#### EXERCISE A:
Please copy out all of the entries that follow the essay below, reproducing every line of each one exactly.

By Okunloye Moyinoluwa
Before I get out of the house every morning, I stare at myself in the mirror trying to put make up on. I try to check if what I wore looks good on me and generally just check myself out to be sure I look ok before heading out for the day. And that’s it! After that time, I try to bring back a memory of what I saw in the morning and I don’t remember, not until I see a mirror again.
Before now, it didn’t bother me because I really did not think it was an issue but now, I desire to have a good memory of myself. I want to be able to recall what I look like without having to take pictures of myself and stare back at it just to remember my face. I want to stop having to picture my face through someone else’ face. Yes, that’s what I do. After I have seen someone that I admire so much, their picture registers so well in my mind that I begin to picture their face as mine. I would literally think I am that person and she is me (like a face-lift of some sort).
As a matter of fact, I go to the extent of seeing myself talking and making gestures like that person. However, as much as I remember these individuals, I have no glimpse of what I look like except I am staring at a mirror or I am staring at my Mum.
I have read about what this is and I have found that it is called Borderline Personality Disorder. I do not know what that means and I don’t think I want to traumatise myself by ‘honouring’ this with such a huge name. I have no clue as to why this is a thing with me, but it bothers me so much now. I know of no cure to it; I just wish it would go away because I know that I am beautiful and I should remember more than the fact that I am dark in complexion.

#### EXERCISE B:
In the essay above, what two things must the writer be staring at to get any glimpse of what the writer looks like?

#### DATA RECORDS:

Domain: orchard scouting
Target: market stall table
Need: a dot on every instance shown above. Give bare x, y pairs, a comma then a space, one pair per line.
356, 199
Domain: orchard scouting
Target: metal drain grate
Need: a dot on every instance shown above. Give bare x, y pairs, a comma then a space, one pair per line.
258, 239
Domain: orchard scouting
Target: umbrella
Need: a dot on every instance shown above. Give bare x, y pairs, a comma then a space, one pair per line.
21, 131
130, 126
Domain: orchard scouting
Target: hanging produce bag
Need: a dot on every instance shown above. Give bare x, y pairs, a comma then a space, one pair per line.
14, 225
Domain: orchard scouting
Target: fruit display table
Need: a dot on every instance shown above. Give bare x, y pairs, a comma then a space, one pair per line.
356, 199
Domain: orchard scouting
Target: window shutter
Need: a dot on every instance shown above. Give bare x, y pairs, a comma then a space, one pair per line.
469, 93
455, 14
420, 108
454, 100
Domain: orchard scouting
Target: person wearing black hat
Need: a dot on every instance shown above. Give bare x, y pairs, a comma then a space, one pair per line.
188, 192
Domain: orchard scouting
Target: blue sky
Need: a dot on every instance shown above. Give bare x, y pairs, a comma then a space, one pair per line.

#### PROBLEM SOLUTION A:
Domain: orchard scouting
Target: market stall table
Need: a dot on every instance shown above. Give bare x, y pairs, a comma then a space, one pair per line.
356, 199
Domain: orchard scouting
Target: metal drain grate
Need: a dot on every instance shown above. Give bare x, y pairs, a comma then a space, one pair per line.
258, 239
Domain: orchard scouting
Target: umbrella
Need: a dot on every instance shown above. Give bare x, y pairs, a comma then a space, one pair per line.
21, 131
130, 126
Domain: orchard scouting
Target: hanging produce bag
Need: a dot on every instance shown above. Give bare x, y pairs, a comma then a space, one pair per line.
14, 225
Domain: orchard scouting
Target: fruit display table
Need: a dot on every instance shown above. Give bare x, y pairs, a comma then a space, one pair per line.
356, 199
Domain: orchard scouting
Target: window shutter
Need: a dot on every instance shown above. Give bare x, y pairs, a comma then a space, one pair per line.
469, 93
455, 14
420, 108
454, 100
Domain: orchard scouting
Target: person wearing black hat
Need: a dot on every instance shown above. Give bare x, y pairs, a comma then a space, one pair per line.
188, 192
Domain: orchard scouting
Target: blue sky
Need: a dot on every instance shown above. Give bare x, y pairs, a comma then a space, one pair per line.

#### PROBLEM SOLUTION B:
A mirror or the writer's Mum.